WHAT THE EXERCISE ASKS >>
Starting at the line that contains "Objective — locate every instance of the cabinet" and continuing through the end of the records, rewrite those lines as a JSON list of strings, one string per line, omitting blank lines.

DATASET RECORDS >>
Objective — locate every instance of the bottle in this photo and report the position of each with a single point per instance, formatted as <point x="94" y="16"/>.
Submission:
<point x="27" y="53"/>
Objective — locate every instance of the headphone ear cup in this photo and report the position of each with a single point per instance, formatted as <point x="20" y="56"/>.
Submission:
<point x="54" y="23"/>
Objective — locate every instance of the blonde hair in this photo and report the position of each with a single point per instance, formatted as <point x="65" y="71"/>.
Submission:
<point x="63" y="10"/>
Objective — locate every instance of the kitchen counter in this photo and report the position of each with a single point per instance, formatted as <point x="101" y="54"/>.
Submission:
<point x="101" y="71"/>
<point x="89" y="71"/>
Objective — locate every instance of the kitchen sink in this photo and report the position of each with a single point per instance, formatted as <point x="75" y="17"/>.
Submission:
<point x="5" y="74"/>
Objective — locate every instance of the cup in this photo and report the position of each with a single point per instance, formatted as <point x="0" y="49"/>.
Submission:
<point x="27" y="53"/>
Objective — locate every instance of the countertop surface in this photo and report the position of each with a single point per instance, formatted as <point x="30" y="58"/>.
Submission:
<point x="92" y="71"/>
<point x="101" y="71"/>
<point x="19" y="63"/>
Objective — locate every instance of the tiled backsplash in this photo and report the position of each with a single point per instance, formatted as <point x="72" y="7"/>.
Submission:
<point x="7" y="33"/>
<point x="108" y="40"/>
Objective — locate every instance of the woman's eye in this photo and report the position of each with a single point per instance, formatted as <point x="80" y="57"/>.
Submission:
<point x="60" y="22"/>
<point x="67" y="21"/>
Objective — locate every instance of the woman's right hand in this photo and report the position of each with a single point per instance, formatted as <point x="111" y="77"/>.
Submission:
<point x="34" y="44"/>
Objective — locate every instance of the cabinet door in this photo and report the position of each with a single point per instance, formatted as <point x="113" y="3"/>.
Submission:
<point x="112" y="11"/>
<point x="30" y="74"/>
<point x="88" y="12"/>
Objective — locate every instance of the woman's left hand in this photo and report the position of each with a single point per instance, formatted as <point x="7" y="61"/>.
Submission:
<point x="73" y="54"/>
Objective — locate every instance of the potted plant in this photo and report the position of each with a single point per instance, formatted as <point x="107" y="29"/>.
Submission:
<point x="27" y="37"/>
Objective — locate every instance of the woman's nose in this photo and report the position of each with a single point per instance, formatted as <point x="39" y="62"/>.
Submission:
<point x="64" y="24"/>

FINISHED EXERCISE >>
[
  "Objective — locate every instance of the cabinet door in this photo and report the position of each with a single point per instance, formatted as <point x=\"113\" y=\"3\"/>.",
  "Submission:",
  "<point x=\"112\" y=\"11\"/>",
  "<point x=\"30\" y=\"74\"/>",
  "<point x=\"88\" y=\"12\"/>",
  "Objective — locate every instance of the woman's left hand in this photo and report the position of each with a single point per instance, formatted as <point x=\"7\" y=\"61\"/>.",
  "Submission:",
  "<point x=\"73\" y=\"54\"/>",
  "Objective — locate every instance of the potted plant in this photo and report the position of each with a single point per instance, formatted as <point x=\"107\" y=\"29\"/>.",
  "Submission:",
  "<point x=\"27\" y=\"37\"/>",
  "Objective — locate every instance of the woman's nose in this photo and report the position of each with a single point per instance, formatted as <point x=\"39\" y=\"62\"/>.",
  "Submission:",
  "<point x=\"64\" y=\"24\"/>"
]